═════ Data for the task
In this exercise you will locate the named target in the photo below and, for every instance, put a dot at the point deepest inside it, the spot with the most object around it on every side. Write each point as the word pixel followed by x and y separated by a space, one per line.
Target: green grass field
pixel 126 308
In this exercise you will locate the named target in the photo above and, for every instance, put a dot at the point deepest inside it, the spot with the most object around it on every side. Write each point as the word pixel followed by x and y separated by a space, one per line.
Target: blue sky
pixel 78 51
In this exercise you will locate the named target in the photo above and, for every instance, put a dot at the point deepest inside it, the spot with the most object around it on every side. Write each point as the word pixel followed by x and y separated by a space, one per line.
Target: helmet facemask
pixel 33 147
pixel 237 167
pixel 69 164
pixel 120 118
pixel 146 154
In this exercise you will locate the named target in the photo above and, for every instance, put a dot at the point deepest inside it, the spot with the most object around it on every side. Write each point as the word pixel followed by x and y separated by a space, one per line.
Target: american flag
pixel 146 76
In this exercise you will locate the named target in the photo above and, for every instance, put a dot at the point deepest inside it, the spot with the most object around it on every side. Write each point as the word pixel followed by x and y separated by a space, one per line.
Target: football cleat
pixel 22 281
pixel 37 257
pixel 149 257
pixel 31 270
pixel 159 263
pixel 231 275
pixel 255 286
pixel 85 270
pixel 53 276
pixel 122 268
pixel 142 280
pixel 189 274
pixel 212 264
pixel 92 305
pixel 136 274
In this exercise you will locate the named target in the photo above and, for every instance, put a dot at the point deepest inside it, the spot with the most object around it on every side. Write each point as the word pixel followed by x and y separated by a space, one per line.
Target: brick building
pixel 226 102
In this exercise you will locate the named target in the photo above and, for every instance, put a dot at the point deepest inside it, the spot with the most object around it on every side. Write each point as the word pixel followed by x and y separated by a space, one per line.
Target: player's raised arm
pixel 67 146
══════════
## Given request:
Quote every line from the start of the items down to and including the line containing "pixel 78 51", word for word.

## Exercise answer:
In this exercise you will locate the named target in the photo below and, for every instance, put a dot at the point deepest inside it, the spot with the most object around it on every side. Write each point as the word pixel followed by x and y separated by a space, one per line.
Target: green grass field
pixel 126 308
In this exercise you will locate the named target in the photo above and, for every instance, put a dot at the point deepest inside it, the spot with the most object around it on every side. Write each point as the word pixel followed by x and y separated by a space, one per line.
Target: blue sky
pixel 78 51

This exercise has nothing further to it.